* [DATASET CONTENT]
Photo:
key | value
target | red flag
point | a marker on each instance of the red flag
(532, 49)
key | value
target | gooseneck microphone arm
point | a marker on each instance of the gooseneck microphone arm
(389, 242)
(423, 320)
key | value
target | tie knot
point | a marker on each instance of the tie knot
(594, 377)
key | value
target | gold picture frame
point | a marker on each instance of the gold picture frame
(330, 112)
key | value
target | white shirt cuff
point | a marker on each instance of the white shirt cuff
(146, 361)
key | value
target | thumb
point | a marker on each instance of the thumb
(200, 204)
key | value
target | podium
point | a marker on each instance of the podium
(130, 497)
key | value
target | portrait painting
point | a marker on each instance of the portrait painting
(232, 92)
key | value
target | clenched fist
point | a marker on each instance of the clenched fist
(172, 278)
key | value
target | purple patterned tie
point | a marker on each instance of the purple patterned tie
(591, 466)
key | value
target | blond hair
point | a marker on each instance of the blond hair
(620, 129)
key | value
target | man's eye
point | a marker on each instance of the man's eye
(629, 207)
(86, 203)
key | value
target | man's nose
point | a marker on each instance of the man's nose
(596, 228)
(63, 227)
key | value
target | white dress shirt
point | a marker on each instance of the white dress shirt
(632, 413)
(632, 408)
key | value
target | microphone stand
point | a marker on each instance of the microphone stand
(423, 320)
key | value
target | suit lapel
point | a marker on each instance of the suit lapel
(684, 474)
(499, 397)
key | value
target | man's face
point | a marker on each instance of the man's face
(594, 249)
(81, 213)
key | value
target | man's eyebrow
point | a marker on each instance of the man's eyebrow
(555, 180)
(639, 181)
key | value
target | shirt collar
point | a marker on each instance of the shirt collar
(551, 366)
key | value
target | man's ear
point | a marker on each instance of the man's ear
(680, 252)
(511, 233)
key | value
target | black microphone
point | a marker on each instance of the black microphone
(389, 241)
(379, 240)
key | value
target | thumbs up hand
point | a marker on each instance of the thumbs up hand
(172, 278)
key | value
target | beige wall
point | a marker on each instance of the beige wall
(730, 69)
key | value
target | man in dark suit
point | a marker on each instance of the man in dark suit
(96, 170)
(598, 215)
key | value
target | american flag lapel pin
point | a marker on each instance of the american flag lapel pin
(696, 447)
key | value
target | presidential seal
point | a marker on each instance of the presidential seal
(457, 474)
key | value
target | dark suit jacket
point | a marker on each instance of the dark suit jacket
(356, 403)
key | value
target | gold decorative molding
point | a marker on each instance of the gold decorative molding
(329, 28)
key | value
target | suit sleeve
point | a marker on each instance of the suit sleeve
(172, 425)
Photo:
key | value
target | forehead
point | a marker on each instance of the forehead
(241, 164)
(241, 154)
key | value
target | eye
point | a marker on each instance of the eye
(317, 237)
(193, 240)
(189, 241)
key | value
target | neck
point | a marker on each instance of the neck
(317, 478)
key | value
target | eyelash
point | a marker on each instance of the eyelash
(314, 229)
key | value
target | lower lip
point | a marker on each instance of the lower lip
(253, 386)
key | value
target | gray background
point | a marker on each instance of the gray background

* [EXERCISE BRIEF]
Would you reproduce the material above in full, exactly as given?

* [EXERCISE OUTPUT]
Photo:
key | value
target | red flag
point | a marker on each instance of the red flag
(532, 49)
key | value
target | gooseneck microphone arm
point | a marker on each instance of the gooseneck microphone arm
(389, 242)
(423, 320)
key | value
target | tie knot
point | a marker on each instance of the tie knot
(594, 377)
key | value
target | gold picture frame
point | a marker on each instance of the gold picture frame
(330, 112)
key | value
target | white shirt cuff
point | a marker on each instance of the white shirt cuff
(146, 361)
key | value
target | thumb
point | a marker on each instance of the thumb
(200, 204)
key | value
target | podium
point | a marker on each instance of the podium
(130, 497)
key | value
target | portrait painting
point | a marker on each instance of the portrait painting
(232, 92)
key | value
target | clenched fist
point | a marker on each instance of the clenched fist
(172, 278)
key | value
target | purple patterned tie
point | a marker on each instance of the purple patterned tie
(591, 466)
key | value
target | blond hair
point | a marker on each instance of the blond hair
(620, 129)
key | value
target | man's eye
point | a marker on each instance of the man's eye
(629, 207)
(86, 203)
key | value
target | man's nose
point | a marker on each instance of the man's nose
(596, 228)
(63, 227)
key | value
target | white dress shirt
point | a marker on each instance of the white dress shirt
(632, 413)
(632, 408)
key | value
target | microphone stand
point | a marker on each instance of the microphone stand
(423, 320)
key | value
target | suit lapel
point | a marker on each instance of the suit lapel
(684, 474)
(499, 397)
key | value
target | man's face
point | a marker on each instance of the man's face
(594, 249)
(81, 213)
key | value
target | man's eyebrow
point | a marker on each instance of the man's eyebrow
(555, 180)
(639, 181)
key | value
target | shirt collar
point | a marker on each instance of the shirt collar
(551, 366)
key | value
target | man's ear
point | a marker on each instance of the man's ear
(680, 252)
(511, 233)
key | value
target | black microphone
point | a marker on each instance of the black microphone
(389, 241)
(379, 240)
key | value
target | thumbs up hand
point | a marker on each instance of the thumbs up hand
(172, 278)
key | value
target | beige wall
point | a marker on each instance of the beige wall
(730, 69)
key | value
target | man in dark suit
point | a marker on each instance of the man in dark suit
(96, 170)
(598, 215)
key | value
target | american flag lapel pin
point | a marker on each instance of the american flag lapel pin
(696, 447)
key | value
target | presidential seal
point | a marker on each instance of the presidential seal
(457, 474)
key | value
target | dark suit jacket
point | a marker on each instance of the dark suit jacket
(356, 403)
key | value
target | gold decorative molding
point | a marker on each instance of the gold decorative molding
(329, 28)
key | value
target | suit sleeve
point | a marker on each instance of the suit sleeve
(172, 425)
Photo:
key | value
target | forehead
point | a marker on each instance of the forehead
(241, 164)
(241, 154)
key | value
target | eye
point | a marker on each instance of the eye
(317, 237)
(193, 240)
(189, 241)
key | value
target | neck
point | a marker on each instance of the neck
(317, 478)
key | value
target | eyelash
point | a marker on each instance of the eyelash
(314, 229)
key | value
target | lower lip
point | a marker on each instance of the lower lip
(253, 386)
key | value
target | gray background
point | a marker on each instance of the gray background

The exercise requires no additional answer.